▶ **TASK PROMPT**: Write out the lines from the start of the records up to and including the line with "(404, 277), (618, 431)", keeping each one the same. Leave the pictures out of your answer.

───── ITEMS

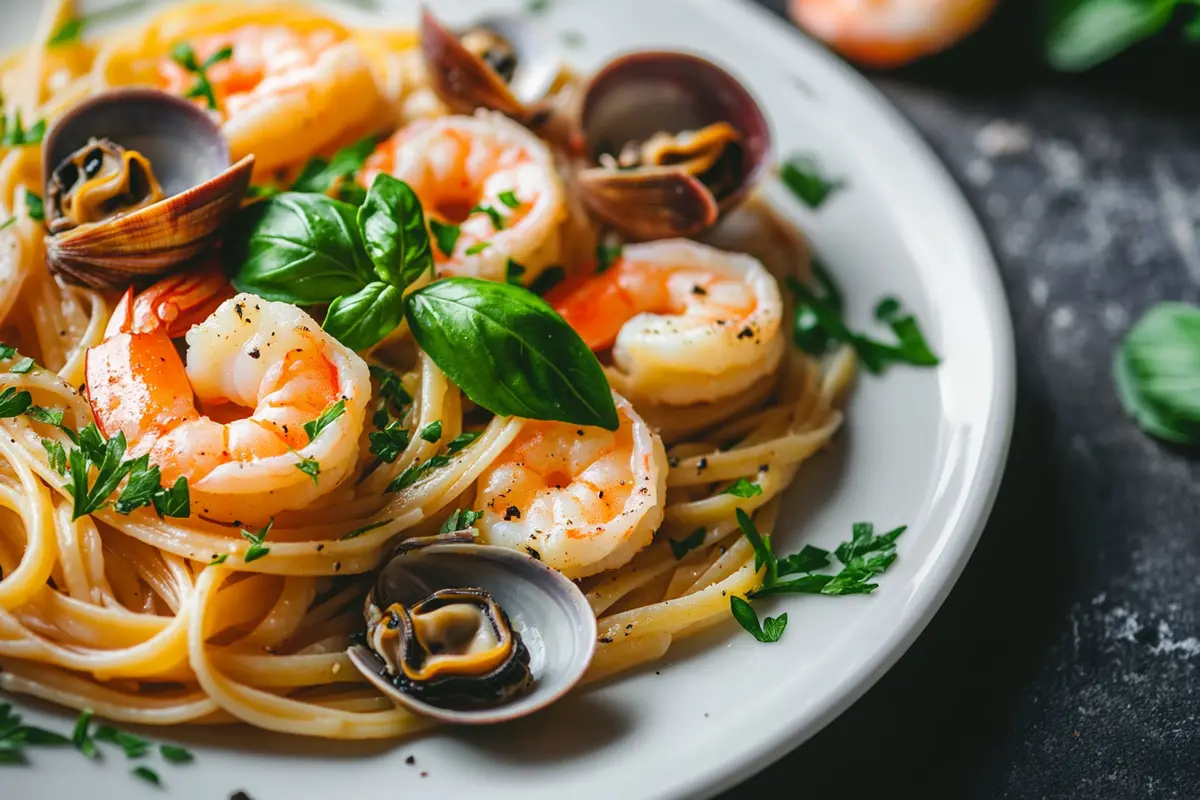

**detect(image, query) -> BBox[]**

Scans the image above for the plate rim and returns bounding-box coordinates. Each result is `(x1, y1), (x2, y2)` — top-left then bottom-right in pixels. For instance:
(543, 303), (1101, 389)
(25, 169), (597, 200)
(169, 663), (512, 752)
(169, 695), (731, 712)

(654, 0), (1018, 800)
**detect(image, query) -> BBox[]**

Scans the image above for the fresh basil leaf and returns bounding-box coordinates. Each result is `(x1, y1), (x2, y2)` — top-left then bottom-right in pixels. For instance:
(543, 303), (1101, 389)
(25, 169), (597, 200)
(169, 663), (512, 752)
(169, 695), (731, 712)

(667, 528), (708, 561)
(1118, 302), (1200, 445)
(0, 386), (34, 419)
(322, 281), (404, 350)
(1045, 0), (1178, 72)
(304, 399), (346, 443)
(721, 477), (762, 498)
(430, 217), (462, 257)
(420, 420), (442, 444)
(226, 192), (376, 305)
(359, 174), (433, 289)
(779, 155), (846, 211)
(404, 277), (618, 431)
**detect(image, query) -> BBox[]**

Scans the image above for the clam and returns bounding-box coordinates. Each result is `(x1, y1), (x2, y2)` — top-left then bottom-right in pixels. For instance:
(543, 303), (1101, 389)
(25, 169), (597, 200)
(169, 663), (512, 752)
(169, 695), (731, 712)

(349, 534), (596, 724)
(420, 8), (572, 143)
(42, 89), (254, 289)
(578, 50), (770, 240)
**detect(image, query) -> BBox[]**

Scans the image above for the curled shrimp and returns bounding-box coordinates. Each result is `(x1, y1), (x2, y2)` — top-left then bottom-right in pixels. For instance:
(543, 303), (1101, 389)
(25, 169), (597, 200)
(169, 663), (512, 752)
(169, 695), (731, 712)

(476, 392), (667, 578)
(158, 24), (385, 175)
(790, 0), (996, 67)
(362, 112), (566, 283)
(86, 278), (371, 523)
(546, 239), (785, 405)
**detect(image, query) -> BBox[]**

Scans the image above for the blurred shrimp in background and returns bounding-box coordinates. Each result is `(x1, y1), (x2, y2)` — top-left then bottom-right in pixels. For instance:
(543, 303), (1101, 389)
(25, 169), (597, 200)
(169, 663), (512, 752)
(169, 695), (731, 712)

(788, 0), (996, 67)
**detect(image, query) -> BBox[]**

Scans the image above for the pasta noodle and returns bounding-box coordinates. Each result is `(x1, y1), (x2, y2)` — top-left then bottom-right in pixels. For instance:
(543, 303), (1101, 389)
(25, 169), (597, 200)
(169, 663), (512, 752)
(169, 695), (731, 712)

(0, 1), (854, 739)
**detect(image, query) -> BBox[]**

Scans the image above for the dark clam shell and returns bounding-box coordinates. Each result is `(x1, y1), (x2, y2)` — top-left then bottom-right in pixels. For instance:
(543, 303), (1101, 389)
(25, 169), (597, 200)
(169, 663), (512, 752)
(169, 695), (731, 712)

(578, 50), (772, 240)
(42, 88), (254, 289)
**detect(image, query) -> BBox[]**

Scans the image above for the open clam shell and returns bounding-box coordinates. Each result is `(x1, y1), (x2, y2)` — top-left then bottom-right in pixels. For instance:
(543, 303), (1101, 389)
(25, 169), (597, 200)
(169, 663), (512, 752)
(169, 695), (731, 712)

(42, 88), (254, 289)
(578, 50), (770, 240)
(349, 535), (596, 724)
(420, 8), (574, 142)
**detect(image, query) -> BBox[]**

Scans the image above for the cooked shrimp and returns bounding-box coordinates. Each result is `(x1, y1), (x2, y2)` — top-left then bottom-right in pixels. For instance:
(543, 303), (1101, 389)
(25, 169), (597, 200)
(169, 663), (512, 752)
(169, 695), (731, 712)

(791, 0), (996, 67)
(158, 24), (385, 175)
(86, 281), (371, 523)
(478, 392), (667, 578)
(546, 239), (785, 405)
(362, 112), (566, 283)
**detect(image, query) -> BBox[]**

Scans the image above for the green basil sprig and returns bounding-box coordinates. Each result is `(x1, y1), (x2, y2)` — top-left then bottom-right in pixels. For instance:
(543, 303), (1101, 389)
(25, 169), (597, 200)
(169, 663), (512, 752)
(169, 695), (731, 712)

(1112, 302), (1200, 445)
(404, 278), (618, 431)
(227, 175), (618, 431)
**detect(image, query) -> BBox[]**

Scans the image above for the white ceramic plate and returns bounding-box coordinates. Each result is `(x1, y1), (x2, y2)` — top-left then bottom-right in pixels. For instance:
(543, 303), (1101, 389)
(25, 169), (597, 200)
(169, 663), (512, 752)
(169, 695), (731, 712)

(0, 0), (1015, 800)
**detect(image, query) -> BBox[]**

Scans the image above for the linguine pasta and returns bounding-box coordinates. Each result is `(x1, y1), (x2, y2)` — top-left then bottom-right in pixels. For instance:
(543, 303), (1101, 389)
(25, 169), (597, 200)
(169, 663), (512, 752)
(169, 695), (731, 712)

(0, 0), (854, 739)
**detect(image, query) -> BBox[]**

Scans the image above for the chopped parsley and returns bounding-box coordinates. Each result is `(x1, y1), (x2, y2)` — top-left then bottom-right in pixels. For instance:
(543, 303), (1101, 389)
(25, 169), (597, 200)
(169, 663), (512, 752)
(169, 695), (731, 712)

(721, 477), (762, 498)
(787, 270), (938, 374)
(467, 203), (504, 230)
(439, 509), (484, 534)
(420, 420), (442, 444)
(430, 217), (462, 257)
(0, 386), (34, 419)
(341, 519), (392, 542)
(170, 42), (233, 110)
(304, 401), (346, 443)
(529, 266), (566, 295)
(779, 155), (846, 210)
(367, 420), (408, 464)
(236, 517), (275, 564)
(667, 528), (708, 561)
(296, 453), (320, 483)
(596, 245), (623, 273)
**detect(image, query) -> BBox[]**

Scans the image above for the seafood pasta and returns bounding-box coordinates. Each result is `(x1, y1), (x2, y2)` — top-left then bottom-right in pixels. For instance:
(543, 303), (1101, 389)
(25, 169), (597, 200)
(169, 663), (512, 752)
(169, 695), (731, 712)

(0, 0), (854, 739)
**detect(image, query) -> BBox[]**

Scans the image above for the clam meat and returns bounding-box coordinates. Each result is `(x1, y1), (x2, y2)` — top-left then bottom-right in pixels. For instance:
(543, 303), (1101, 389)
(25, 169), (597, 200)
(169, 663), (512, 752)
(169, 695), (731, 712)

(348, 533), (596, 724)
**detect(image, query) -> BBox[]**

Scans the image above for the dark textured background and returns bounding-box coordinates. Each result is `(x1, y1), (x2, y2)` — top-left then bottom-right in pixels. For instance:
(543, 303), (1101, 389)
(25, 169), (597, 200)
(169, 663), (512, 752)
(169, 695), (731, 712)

(726, 0), (1200, 800)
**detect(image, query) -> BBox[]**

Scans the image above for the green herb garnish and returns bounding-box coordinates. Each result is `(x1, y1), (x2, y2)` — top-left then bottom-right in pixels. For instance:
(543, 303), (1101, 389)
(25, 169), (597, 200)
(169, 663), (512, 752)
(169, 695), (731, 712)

(438, 509), (484, 534)
(170, 42), (233, 110)
(721, 477), (762, 498)
(304, 401), (346, 443)
(420, 420), (442, 444)
(430, 217), (462, 257)
(504, 258), (526, 287)
(779, 155), (846, 210)
(667, 528), (708, 561)
(730, 595), (787, 643)
(237, 517), (275, 564)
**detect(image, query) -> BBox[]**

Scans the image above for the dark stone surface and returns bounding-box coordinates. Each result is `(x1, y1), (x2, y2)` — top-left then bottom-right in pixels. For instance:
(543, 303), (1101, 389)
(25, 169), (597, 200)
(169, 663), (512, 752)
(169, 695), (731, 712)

(726, 0), (1200, 800)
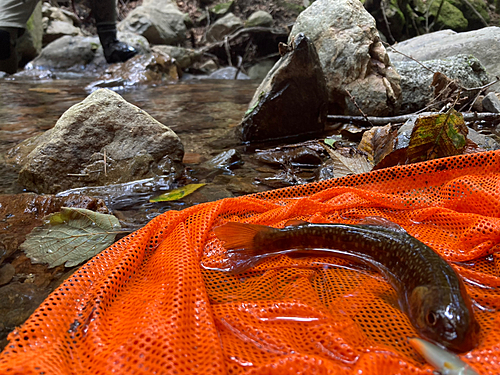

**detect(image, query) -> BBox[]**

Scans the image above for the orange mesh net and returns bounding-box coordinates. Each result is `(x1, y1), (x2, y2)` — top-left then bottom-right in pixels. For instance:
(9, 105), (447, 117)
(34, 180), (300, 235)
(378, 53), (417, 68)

(0, 152), (500, 375)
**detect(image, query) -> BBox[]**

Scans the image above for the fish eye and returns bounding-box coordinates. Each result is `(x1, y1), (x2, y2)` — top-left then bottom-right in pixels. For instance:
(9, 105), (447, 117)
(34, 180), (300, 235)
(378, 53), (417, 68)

(425, 311), (437, 326)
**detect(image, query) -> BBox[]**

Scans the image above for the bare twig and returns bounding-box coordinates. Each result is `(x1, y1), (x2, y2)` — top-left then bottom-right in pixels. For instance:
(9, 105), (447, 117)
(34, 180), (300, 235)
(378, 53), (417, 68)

(345, 90), (373, 126)
(103, 149), (108, 176)
(224, 35), (233, 66)
(326, 112), (500, 126)
(380, 3), (396, 43)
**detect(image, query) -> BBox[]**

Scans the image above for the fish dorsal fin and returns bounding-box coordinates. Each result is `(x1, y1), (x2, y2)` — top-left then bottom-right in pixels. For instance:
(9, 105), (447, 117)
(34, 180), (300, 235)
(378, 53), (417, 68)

(358, 216), (406, 233)
(285, 219), (310, 227)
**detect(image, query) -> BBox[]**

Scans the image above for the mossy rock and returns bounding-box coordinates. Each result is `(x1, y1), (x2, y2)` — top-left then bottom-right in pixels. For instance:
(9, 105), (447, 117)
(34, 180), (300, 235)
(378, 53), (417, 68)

(382, 0), (405, 40)
(448, 0), (490, 30)
(210, 1), (234, 18)
(415, 0), (469, 32)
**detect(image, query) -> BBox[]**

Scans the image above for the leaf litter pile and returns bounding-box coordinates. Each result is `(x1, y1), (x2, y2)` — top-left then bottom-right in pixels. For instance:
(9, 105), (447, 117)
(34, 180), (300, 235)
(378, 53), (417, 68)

(17, 72), (500, 267)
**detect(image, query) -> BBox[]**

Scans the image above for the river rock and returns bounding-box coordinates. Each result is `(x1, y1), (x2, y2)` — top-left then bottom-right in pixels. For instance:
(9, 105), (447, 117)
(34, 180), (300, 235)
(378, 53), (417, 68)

(389, 26), (500, 79)
(203, 13), (243, 42)
(238, 34), (328, 143)
(394, 55), (488, 113)
(7, 89), (184, 193)
(207, 66), (250, 79)
(482, 92), (500, 113)
(289, 0), (401, 116)
(42, 3), (83, 46)
(245, 10), (273, 27)
(118, 0), (187, 45)
(151, 45), (203, 69)
(16, 3), (43, 66)
(27, 33), (150, 72)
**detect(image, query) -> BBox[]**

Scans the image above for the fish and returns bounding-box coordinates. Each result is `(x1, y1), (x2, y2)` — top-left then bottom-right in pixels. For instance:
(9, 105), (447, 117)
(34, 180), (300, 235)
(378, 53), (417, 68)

(408, 337), (479, 375)
(214, 219), (480, 352)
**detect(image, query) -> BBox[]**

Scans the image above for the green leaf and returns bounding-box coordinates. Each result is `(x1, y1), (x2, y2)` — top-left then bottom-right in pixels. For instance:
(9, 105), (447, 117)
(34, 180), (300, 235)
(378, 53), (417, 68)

(407, 110), (468, 163)
(149, 184), (206, 202)
(20, 207), (121, 267)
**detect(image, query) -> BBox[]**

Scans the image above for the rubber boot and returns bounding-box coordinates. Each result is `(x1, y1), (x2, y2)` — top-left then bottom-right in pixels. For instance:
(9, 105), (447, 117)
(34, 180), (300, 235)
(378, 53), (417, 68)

(97, 24), (137, 64)
(90, 0), (137, 63)
(0, 27), (19, 74)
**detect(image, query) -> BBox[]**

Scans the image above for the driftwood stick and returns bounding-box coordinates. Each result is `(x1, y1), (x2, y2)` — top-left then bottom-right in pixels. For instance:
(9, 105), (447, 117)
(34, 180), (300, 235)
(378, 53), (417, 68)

(326, 112), (500, 125)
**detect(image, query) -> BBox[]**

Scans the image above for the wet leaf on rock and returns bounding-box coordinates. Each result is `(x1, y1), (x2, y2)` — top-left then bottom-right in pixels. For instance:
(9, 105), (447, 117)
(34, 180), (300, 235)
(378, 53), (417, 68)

(325, 146), (373, 178)
(358, 124), (397, 165)
(407, 110), (468, 163)
(149, 184), (206, 202)
(20, 207), (120, 267)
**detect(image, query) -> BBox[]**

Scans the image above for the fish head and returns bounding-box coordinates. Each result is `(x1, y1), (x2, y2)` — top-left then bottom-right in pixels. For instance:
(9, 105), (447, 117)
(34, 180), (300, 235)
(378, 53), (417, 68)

(409, 286), (479, 352)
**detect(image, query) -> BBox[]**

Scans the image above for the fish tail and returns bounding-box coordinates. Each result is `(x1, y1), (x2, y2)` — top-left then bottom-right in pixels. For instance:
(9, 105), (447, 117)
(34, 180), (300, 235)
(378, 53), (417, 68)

(214, 222), (275, 273)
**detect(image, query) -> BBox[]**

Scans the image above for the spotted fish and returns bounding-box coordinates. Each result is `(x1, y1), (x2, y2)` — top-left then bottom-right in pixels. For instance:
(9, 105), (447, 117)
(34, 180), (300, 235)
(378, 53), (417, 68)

(214, 220), (479, 352)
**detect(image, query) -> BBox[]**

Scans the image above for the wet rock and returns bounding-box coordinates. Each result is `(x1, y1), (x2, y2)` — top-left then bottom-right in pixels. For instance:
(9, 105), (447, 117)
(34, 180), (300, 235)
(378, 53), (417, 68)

(245, 10), (273, 27)
(27, 33), (150, 71)
(16, 3), (43, 66)
(248, 59), (276, 81)
(389, 26), (500, 83)
(0, 263), (16, 285)
(482, 92), (500, 113)
(209, 1), (235, 18)
(203, 148), (243, 173)
(0, 282), (51, 346)
(42, 3), (83, 46)
(207, 66), (250, 79)
(289, 0), (401, 116)
(0, 193), (109, 265)
(88, 52), (180, 90)
(238, 34), (328, 142)
(118, 0), (187, 45)
(7, 89), (184, 193)
(394, 55), (488, 113)
(151, 45), (202, 69)
(207, 13), (243, 42)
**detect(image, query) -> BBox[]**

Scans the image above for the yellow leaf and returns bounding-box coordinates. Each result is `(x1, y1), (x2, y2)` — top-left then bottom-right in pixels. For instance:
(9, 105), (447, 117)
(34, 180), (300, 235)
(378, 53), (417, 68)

(149, 184), (206, 202)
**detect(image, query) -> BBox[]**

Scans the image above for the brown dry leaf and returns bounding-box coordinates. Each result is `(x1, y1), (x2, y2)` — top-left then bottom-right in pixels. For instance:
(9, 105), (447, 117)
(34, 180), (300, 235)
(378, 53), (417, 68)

(324, 145), (373, 178)
(358, 124), (397, 165)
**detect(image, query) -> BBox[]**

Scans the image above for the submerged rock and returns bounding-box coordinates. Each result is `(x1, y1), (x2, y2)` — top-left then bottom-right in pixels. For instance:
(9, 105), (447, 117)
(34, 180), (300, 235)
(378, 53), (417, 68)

(289, 0), (401, 116)
(7, 89), (184, 193)
(238, 34), (328, 142)
(89, 52), (180, 89)
(394, 55), (488, 113)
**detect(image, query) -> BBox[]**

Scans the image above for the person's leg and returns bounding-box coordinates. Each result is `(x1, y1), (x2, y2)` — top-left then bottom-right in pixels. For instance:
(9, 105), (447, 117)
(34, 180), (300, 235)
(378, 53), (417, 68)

(0, 0), (38, 74)
(90, 0), (137, 63)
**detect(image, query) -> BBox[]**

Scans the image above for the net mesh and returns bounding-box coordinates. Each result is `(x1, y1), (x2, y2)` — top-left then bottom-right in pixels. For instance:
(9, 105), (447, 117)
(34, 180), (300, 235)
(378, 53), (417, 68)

(0, 152), (500, 375)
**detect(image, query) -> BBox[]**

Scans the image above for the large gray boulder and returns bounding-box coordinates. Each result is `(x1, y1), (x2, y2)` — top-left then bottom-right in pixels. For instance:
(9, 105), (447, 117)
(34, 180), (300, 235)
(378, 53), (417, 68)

(28, 33), (150, 71)
(289, 0), (401, 116)
(118, 0), (187, 45)
(42, 3), (83, 46)
(238, 34), (328, 143)
(389, 26), (500, 78)
(7, 89), (184, 193)
(203, 13), (243, 42)
(394, 55), (488, 113)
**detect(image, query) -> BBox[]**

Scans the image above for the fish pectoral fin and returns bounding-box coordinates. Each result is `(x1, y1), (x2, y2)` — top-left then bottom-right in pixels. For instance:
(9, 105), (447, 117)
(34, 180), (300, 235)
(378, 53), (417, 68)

(358, 216), (406, 233)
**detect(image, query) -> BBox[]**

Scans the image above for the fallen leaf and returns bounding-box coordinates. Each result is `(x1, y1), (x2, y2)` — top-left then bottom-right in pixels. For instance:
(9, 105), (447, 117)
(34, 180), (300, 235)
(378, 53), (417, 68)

(20, 207), (120, 267)
(325, 146), (373, 178)
(407, 110), (468, 163)
(358, 124), (397, 165)
(149, 184), (206, 202)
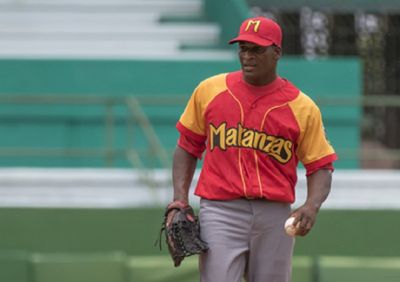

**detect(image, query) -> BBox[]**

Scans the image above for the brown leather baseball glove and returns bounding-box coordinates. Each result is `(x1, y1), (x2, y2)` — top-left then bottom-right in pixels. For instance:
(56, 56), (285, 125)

(159, 201), (208, 267)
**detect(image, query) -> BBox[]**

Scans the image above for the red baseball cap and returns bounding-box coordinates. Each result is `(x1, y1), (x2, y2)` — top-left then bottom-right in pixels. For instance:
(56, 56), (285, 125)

(229, 17), (282, 47)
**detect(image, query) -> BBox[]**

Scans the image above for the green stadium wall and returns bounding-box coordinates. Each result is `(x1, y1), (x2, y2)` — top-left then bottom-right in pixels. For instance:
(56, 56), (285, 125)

(0, 208), (400, 257)
(0, 57), (362, 168)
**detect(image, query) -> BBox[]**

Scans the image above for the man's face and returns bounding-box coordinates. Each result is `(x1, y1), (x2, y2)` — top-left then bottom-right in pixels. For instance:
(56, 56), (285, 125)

(239, 41), (281, 86)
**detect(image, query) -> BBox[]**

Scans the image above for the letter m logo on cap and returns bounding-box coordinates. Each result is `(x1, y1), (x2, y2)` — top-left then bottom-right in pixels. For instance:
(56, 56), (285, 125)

(245, 20), (261, 32)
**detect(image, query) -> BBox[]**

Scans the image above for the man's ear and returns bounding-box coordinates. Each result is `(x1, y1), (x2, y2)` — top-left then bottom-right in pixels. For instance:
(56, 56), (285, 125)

(275, 46), (282, 60)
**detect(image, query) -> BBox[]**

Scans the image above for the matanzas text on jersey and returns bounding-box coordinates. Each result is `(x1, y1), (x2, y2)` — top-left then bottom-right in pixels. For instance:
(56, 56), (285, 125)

(209, 122), (293, 164)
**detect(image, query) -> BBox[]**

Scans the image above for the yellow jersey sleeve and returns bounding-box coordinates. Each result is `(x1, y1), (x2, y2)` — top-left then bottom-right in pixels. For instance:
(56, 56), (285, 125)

(179, 74), (227, 136)
(289, 92), (336, 166)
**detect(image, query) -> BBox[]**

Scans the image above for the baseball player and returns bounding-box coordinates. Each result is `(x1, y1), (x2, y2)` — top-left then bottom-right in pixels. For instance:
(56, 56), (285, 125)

(168, 17), (337, 282)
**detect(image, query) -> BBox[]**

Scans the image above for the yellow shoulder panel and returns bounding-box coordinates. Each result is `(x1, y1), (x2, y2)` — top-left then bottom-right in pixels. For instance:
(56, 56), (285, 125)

(289, 92), (334, 164)
(179, 74), (227, 136)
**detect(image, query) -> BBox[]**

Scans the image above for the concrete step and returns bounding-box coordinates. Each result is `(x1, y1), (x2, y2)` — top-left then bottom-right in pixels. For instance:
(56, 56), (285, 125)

(0, 0), (202, 16)
(0, 168), (400, 209)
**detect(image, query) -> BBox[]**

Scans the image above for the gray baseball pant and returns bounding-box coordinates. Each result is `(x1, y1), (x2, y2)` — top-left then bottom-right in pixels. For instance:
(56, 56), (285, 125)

(199, 199), (294, 282)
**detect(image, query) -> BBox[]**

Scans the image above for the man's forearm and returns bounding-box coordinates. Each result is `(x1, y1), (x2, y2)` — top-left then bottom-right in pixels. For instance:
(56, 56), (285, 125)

(172, 146), (197, 202)
(305, 169), (332, 210)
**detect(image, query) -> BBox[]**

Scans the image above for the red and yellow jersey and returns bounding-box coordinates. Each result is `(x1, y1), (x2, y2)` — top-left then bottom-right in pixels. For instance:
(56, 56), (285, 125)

(177, 71), (337, 203)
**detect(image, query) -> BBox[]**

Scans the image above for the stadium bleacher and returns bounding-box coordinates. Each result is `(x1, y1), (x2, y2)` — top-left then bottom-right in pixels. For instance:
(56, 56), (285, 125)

(0, 0), (232, 59)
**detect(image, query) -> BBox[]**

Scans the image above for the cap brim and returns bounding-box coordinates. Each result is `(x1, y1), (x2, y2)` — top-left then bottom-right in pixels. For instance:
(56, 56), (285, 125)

(229, 35), (274, 47)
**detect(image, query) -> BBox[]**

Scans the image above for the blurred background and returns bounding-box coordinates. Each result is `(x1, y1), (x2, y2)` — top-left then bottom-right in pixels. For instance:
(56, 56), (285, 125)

(0, 0), (400, 282)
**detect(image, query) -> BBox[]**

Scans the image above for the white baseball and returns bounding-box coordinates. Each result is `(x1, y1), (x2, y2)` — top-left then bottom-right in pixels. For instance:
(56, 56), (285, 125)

(285, 217), (297, 237)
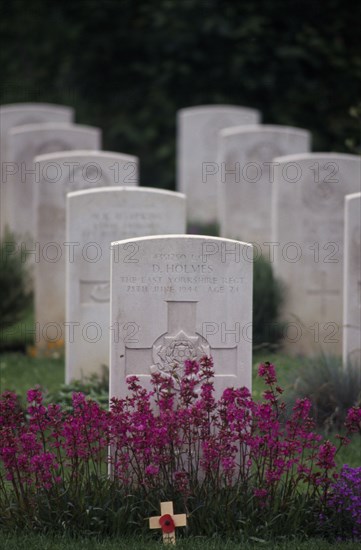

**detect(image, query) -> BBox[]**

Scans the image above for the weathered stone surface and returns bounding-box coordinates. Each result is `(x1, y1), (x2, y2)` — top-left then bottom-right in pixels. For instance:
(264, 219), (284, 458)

(270, 153), (361, 355)
(342, 193), (361, 367)
(66, 187), (186, 381)
(0, 103), (74, 235)
(218, 125), (310, 250)
(177, 105), (260, 224)
(6, 123), (101, 240)
(34, 151), (138, 347)
(110, 235), (253, 397)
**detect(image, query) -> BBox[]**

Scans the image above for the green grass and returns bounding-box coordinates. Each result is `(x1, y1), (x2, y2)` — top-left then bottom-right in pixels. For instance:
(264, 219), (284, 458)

(0, 352), (361, 550)
(0, 533), (360, 550)
(0, 308), (35, 352)
(0, 353), (64, 397)
(0, 352), (301, 399)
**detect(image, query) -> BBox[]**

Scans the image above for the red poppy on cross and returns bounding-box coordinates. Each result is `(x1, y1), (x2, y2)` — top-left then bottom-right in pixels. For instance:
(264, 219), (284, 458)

(149, 501), (187, 544)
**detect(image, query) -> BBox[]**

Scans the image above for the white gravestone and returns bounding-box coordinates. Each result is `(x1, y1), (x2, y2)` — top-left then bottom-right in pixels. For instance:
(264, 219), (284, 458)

(270, 153), (361, 355)
(177, 105), (260, 224)
(0, 103), (74, 235)
(6, 122), (101, 240)
(65, 187), (186, 382)
(342, 193), (361, 367)
(110, 235), (253, 398)
(217, 125), (310, 251)
(34, 151), (138, 347)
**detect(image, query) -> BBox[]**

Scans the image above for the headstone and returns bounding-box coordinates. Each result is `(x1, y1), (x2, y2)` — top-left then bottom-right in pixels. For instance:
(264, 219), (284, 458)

(35, 151), (138, 354)
(342, 193), (361, 367)
(269, 153), (361, 355)
(5, 123), (101, 240)
(177, 105), (261, 224)
(110, 235), (253, 398)
(0, 103), (74, 235)
(218, 125), (310, 250)
(65, 187), (186, 382)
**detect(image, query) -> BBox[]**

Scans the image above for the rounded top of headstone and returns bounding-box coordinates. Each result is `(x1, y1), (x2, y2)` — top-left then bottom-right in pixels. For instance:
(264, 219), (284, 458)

(220, 124), (310, 138)
(178, 104), (260, 117)
(67, 185), (186, 201)
(273, 152), (361, 163)
(34, 149), (138, 162)
(0, 103), (74, 114)
(9, 122), (100, 136)
(111, 235), (253, 249)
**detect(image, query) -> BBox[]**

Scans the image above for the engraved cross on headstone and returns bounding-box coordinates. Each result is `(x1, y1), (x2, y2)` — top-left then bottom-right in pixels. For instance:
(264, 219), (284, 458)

──────────

▶ **RESPONSE FOR THIS EXERCISE**:
**detect(image, query) -> BBox[]**

Scans the image above for the plate rim and returns bounding-box coordinates. Each result is `(x1, y1), (x2, y2)` — top-left then bottom-right in pixels. For instance:
(543, 303), (1101, 389)
(25, 169), (597, 200)
(169, 663), (512, 752)
(169, 695), (731, 712)

(654, 0), (1018, 800)
**detect(image, query) -> BBox[]**

Scans the image above for the fresh basil leaf and returns bounding-box coordinates. Each result is `(x1, y1), (x2, y2)` — top-left then bottom-right in pixels. For instance:
(543, 303), (1101, 389)
(25, 169), (597, 200)
(169, 663), (512, 752)
(169, 695), (731, 712)

(667, 528), (708, 561)
(1118, 302), (1200, 445)
(0, 386), (34, 419)
(322, 281), (404, 350)
(1045, 0), (1178, 72)
(304, 399), (346, 443)
(721, 477), (762, 498)
(430, 217), (462, 257)
(420, 420), (442, 444)
(226, 192), (376, 305)
(359, 174), (433, 289)
(779, 155), (846, 211)
(404, 277), (618, 431)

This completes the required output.